-- start Records to process --

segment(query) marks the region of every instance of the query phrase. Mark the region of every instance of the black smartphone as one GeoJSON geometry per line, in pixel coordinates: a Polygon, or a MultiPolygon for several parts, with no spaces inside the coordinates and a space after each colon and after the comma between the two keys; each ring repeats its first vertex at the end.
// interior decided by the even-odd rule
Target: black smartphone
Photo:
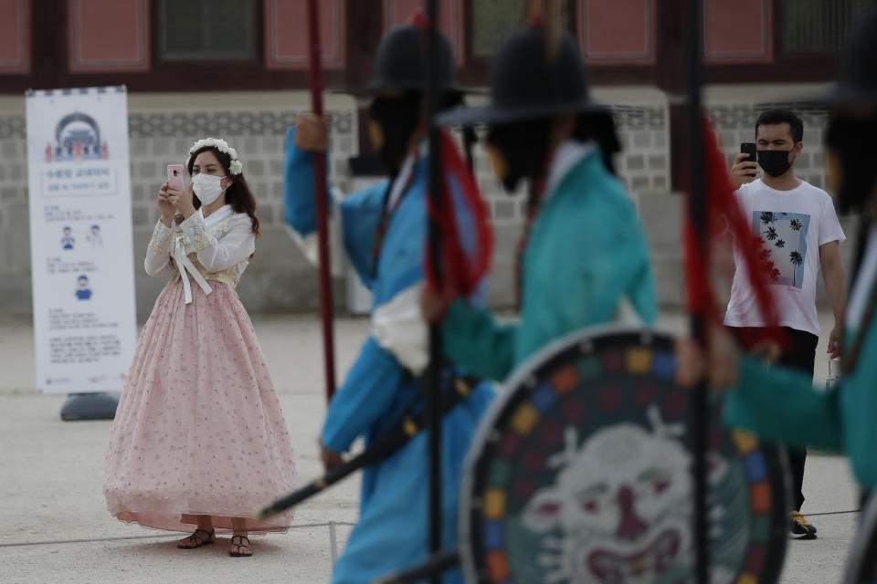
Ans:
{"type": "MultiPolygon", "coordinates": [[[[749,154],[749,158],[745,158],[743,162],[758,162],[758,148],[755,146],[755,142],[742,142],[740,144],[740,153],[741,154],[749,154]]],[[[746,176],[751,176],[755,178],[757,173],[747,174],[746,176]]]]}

-- end Records to process --
-- start Records to process --

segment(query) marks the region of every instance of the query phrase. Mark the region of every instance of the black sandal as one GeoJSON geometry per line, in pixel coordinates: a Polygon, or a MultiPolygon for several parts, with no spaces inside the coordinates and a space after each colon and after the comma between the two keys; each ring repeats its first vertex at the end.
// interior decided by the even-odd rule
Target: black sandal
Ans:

-- end Records to process --

[Exercise requirements]:
Locate each line in the records containing the string "colon", treating uppercase and lowercase as different, and copy those lines out in full.

[Response to this exercise]:
segment(query) marks the region of every instance of the query phrase. Mark the region of every instance of the black smartphone as one GeoJSON geometry per line, in pixel coordinates: a Polygon, or a MultiPolygon for several parts, with no spaces inside the coordinates and a space after each colon and after the comma between the two keys; each ring repeats its first vertex at the end.
segment(query) marks the region of every instance of the query phrase. Mark the region of every instance of the black sandal as one GeoJSON geometry per line, in pixel coordinates: a Polygon, or a MultiPolygon for several parts, with no spaces inside the coordinates and a space after each colon and after the comma between the two keys; each ring repeats its first vertex at the end.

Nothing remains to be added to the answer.